>> BEGIN Given information

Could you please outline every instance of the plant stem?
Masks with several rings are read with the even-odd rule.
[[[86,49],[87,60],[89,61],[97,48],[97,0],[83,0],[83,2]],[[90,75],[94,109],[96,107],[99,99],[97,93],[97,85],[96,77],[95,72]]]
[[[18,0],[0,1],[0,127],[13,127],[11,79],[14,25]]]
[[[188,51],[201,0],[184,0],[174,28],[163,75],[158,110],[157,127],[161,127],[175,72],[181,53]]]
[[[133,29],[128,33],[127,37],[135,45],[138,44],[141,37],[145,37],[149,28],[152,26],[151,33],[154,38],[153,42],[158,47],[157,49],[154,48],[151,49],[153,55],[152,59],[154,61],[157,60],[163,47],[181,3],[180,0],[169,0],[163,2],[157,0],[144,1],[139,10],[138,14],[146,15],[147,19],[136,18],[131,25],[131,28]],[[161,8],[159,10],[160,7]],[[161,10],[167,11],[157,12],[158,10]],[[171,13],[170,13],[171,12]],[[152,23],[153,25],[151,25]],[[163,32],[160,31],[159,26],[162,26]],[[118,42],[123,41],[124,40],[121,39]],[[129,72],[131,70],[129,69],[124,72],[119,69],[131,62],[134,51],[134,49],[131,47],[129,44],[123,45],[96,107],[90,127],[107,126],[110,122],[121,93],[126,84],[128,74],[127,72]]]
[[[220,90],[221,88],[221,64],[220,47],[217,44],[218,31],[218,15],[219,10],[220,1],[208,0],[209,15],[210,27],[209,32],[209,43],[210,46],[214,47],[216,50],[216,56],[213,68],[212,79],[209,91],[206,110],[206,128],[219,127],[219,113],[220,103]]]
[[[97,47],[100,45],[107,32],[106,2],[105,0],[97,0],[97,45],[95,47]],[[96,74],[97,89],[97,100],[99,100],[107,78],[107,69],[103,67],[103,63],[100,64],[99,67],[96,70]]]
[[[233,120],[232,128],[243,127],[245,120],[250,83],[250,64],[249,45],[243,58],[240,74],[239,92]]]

>> END Given information

**Your objective**
Without leaving anything out, give the entries again exactly.

**Solution to this problem**
Could you please outline every instance of the plant stem?
Masks with several rings are read with the even-odd rule.
[[[86,49],[87,60],[89,61],[97,48],[97,0],[83,0],[83,2]],[[90,75],[94,109],[96,107],[99,99],[97,93],[97,85],[96,77],[95,72]]]
[[[18,0],[0,1],[0,127],[13,127],[11,79],[14,25]]]
[[[188,51],[201,0],[184,0],[174,28],[163,75],[158,110],[157,127],[161,127],[175,72],[181,53]]]
[[[133,29],[128,33],[127,37],[135,45],[138,44],[141,37],[145,37],[149,28],[152,26],[151,33],[154,38],[153,42],[158,47],[157,49],[154,48],[151,49],[153,55],[152,59],[154,61],[157,60],[163,47],[181,3],[180,0],[169,0],[163,2],[157,0],[144,1],[139,10],[138,14],[146,15],[147,19],[136,18],[131,25],[131,28]],[[161,8],[159,10],[160,7]],[[161,10],[167,11],[157,12],[158,10]],[[171,13],[170,13],[171,12]],[[152,23],[153,25],[151,25]],[[163,32],[160,31],[159,26],[162,26]],[[118,42],[123,41],[124,40],[121,39]],[[129,72],[131,70],[129,69],[124,72],[119,69],[131,62],[134,51],[134,49],[131,47],[129,44],[123,45],[96,107],[90,127],[107,126],[110,122],[121,93],[126,84],[128,74],[127,72]]]
[[[220,90],[221,88],[221,64],[220,47],[217,44],[218,31],[218,15],[219,10],[220,1],[208,0],[209,15],[210,27],[209,32],[209,43],[210,46],[214,47],[216,50],[216,56],[213,68],[212,79],[209,91],[206,110],[206,128],[219,127],[219,113],[220,103]]]
[[[97,47],[100,45],[107,32],[106,2],[105,0],[97,0],[97,45],[95,47]],[[96,74],[97,89],[97,100],[99,100],[107,78],[107,69],[103,67],[103,63],[100,64],[99,67],[96,70]]]
[[[233,120],[232,128],[243,127],[245,120],[250,83],[250,64],[249,45],[243,58],[240,74],[239,92]]]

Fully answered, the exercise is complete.